**Exercise input**
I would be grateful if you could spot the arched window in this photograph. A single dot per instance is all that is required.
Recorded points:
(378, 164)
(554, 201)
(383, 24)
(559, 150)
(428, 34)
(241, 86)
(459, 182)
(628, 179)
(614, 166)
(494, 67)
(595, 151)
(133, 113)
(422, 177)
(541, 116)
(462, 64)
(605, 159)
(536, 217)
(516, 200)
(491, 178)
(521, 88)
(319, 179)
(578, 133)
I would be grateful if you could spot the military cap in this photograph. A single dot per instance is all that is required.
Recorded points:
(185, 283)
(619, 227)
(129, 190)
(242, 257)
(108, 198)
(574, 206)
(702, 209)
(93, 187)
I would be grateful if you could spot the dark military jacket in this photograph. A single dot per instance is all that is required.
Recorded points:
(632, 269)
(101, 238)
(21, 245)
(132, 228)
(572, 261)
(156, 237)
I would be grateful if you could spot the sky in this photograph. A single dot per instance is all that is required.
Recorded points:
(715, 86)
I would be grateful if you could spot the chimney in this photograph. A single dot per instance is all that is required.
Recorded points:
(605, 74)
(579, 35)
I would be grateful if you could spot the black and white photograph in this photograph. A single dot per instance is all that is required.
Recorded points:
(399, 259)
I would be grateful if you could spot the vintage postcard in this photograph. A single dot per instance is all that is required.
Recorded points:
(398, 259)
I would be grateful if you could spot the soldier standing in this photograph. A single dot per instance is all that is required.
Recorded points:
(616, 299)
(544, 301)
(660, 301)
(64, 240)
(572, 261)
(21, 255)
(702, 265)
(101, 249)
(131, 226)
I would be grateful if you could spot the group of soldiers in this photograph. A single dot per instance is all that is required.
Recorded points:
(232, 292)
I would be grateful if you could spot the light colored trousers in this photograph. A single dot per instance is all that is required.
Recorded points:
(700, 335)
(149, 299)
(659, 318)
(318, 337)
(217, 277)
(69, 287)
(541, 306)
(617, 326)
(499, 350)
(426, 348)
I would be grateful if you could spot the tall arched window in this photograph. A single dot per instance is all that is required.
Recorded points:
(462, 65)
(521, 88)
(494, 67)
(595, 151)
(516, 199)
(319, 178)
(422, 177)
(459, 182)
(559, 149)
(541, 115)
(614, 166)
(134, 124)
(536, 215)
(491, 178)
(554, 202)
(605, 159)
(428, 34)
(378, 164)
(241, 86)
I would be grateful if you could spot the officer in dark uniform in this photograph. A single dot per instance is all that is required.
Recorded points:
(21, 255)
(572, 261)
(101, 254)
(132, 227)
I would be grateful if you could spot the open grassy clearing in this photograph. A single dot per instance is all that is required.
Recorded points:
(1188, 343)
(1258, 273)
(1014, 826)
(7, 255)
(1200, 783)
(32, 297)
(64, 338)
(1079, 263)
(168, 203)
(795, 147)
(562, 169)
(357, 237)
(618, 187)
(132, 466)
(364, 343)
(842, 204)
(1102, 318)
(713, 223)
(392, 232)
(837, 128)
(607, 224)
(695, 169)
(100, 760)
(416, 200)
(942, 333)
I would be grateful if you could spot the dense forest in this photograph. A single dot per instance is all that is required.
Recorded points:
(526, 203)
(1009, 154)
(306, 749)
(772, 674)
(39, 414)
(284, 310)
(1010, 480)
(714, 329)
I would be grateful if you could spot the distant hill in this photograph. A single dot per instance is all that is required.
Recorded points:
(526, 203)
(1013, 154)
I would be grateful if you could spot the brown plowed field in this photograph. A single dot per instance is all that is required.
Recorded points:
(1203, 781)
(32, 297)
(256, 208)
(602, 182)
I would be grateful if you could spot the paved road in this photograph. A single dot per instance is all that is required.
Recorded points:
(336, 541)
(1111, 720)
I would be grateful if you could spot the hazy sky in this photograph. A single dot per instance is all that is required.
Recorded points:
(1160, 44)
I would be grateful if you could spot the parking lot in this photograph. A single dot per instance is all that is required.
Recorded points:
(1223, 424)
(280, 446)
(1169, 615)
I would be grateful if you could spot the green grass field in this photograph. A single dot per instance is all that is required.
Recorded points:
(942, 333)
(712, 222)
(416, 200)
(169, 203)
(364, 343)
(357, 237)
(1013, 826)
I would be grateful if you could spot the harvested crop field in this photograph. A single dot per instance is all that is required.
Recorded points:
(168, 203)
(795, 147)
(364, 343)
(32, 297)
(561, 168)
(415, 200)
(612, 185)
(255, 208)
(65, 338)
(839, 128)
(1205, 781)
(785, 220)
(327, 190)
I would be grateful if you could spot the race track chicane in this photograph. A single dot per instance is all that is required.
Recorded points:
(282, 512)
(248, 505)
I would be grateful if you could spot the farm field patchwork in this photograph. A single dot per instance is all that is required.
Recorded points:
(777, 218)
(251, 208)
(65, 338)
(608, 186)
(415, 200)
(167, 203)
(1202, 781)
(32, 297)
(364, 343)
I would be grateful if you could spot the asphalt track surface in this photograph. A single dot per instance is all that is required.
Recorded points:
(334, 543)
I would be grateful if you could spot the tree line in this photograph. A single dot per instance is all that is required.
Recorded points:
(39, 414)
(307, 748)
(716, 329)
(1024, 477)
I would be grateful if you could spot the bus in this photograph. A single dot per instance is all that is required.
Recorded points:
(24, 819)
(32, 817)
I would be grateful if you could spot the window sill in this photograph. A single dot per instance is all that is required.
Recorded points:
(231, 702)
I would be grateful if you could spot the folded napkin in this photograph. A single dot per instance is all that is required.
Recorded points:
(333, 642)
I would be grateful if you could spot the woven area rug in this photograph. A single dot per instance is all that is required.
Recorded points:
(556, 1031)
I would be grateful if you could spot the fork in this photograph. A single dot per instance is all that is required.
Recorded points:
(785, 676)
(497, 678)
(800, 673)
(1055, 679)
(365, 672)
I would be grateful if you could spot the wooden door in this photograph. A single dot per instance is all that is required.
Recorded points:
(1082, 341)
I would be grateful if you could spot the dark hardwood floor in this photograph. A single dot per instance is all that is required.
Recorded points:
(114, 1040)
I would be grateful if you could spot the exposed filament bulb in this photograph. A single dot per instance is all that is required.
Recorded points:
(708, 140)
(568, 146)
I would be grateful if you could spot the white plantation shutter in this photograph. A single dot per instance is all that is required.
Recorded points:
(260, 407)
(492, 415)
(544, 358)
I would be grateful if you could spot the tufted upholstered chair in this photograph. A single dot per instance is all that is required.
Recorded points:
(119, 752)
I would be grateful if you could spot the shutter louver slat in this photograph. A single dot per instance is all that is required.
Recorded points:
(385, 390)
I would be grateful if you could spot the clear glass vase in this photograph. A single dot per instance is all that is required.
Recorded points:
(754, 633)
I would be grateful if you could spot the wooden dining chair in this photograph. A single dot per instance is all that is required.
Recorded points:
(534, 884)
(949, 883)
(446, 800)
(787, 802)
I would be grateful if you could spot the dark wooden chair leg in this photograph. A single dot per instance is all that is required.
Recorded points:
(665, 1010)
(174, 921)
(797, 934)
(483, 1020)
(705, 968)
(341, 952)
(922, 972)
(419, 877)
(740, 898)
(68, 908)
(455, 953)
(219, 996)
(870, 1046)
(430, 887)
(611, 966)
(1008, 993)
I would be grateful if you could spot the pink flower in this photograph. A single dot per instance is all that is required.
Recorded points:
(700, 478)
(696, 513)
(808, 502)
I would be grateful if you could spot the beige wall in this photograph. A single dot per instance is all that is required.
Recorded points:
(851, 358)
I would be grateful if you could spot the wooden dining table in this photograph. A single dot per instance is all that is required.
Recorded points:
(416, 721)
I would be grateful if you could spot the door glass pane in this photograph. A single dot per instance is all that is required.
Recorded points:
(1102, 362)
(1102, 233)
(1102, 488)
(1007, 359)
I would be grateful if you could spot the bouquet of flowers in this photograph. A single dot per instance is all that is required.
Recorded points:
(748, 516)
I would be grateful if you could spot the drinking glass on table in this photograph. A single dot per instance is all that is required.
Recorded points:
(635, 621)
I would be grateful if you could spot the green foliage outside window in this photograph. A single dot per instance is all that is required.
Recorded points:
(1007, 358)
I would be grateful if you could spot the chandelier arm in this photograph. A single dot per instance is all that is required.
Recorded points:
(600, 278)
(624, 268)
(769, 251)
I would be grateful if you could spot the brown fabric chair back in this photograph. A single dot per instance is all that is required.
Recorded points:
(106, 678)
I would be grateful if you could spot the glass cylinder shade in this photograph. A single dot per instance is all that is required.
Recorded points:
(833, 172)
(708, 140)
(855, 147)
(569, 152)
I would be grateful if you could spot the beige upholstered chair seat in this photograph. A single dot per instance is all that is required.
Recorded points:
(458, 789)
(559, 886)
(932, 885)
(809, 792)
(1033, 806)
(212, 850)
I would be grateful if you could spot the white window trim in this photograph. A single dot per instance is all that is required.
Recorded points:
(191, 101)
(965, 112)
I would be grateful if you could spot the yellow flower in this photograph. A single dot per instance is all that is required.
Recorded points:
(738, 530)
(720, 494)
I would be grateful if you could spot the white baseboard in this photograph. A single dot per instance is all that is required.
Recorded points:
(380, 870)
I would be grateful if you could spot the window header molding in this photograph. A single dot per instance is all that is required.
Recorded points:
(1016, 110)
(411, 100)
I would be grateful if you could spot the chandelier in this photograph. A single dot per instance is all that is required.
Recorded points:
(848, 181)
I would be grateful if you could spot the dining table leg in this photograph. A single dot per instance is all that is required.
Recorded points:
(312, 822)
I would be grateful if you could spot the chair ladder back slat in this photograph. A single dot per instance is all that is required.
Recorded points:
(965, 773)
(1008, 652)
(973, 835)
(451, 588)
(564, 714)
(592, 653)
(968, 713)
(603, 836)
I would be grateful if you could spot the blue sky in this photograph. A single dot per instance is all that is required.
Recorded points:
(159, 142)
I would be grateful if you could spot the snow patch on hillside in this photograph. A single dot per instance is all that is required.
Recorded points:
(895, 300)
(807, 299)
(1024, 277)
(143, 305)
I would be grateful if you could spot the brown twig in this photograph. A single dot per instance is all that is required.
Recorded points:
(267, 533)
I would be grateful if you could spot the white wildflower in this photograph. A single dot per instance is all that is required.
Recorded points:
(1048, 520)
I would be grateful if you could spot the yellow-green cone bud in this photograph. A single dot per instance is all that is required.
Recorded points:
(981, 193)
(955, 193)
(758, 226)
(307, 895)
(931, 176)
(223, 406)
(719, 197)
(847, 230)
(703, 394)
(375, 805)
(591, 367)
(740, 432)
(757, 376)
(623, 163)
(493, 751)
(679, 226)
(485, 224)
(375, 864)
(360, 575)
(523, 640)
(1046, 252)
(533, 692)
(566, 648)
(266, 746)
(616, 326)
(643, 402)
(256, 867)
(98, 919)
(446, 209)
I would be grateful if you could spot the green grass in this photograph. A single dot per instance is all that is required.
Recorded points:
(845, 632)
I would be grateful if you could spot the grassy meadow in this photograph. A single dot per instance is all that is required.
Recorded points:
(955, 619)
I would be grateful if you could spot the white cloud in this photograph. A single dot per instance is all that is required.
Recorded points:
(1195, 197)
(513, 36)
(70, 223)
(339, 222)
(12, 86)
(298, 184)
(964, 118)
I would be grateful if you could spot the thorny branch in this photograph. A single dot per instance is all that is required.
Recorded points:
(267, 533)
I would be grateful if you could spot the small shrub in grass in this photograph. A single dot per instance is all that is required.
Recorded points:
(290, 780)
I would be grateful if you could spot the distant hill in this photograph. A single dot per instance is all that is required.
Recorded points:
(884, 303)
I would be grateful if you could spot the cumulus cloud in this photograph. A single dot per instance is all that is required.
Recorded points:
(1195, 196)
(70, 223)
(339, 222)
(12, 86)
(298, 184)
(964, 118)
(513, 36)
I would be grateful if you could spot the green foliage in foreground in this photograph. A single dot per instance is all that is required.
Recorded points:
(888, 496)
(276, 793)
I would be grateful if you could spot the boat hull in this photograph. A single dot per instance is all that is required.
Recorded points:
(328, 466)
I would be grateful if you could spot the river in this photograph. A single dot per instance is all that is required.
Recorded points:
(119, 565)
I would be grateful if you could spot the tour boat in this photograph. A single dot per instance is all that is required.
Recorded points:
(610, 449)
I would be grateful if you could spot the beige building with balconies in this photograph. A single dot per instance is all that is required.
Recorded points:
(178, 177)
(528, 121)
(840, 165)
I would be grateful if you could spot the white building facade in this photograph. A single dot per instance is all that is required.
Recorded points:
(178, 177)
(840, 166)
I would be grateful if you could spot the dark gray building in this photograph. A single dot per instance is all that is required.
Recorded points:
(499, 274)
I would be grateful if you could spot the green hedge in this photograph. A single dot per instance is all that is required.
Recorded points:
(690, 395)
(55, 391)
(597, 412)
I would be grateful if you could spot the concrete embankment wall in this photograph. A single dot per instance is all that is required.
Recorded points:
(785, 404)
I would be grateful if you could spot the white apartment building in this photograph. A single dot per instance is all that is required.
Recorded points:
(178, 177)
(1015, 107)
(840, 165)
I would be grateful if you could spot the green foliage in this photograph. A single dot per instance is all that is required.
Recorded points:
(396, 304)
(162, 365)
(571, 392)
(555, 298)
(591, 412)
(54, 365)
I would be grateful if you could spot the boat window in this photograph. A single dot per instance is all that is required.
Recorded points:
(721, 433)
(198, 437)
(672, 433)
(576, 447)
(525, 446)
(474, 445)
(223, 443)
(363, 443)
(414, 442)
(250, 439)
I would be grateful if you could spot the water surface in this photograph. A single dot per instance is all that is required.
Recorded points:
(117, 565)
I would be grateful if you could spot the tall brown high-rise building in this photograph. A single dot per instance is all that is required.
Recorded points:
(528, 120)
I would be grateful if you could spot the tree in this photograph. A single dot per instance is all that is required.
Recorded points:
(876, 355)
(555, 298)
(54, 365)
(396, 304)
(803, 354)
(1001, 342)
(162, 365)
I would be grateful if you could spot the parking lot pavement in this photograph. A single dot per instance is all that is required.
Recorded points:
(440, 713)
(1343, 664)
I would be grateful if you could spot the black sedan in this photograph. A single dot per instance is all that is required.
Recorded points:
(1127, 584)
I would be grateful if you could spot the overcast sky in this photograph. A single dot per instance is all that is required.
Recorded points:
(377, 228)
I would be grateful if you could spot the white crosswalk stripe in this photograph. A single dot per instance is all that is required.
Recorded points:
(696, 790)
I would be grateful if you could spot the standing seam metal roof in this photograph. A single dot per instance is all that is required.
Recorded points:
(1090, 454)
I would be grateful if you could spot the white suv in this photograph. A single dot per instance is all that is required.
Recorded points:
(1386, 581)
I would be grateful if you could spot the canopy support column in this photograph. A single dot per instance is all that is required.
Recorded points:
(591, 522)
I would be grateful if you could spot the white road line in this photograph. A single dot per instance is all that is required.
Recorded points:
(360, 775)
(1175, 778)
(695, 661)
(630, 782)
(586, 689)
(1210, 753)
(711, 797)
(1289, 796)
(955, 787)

**Your goal**
In the records above, find the line containing "I would be grateful if you could spot the white crosswalk"; please retype it and every line after it through the last line, exactly and with nothing else.

**The completed task**
I would be grateful if you could spot the white crosswalk stripe in this photograph. A single dot per instance is all that is required.
Recorded points:
(696, 790)
I would be grateful if you could spot the standing seam metal roof in this photograph. A single dot per instance is all that is required.
Recorded points:
(1090, 454)
I would be grateful if you could spot the white suv in this photograph. A single dot per instance is all that is required.
Recorded points:
(1386, 581)
I would be grateful if you could spot the canopy support column in this photograph. A single dot per instance is all that is required.
Recorded points:
(591, 522)
I would be grateful if you could spot the white road line in this photograph. A single dot per instance is all that is required.
Recorded points:
(360, 775)
(1175, 778)
(695, 661)
(630, 782)
(586, 689)
(1210, 753)
(711, 797)
(1289, 796)
(955, 787)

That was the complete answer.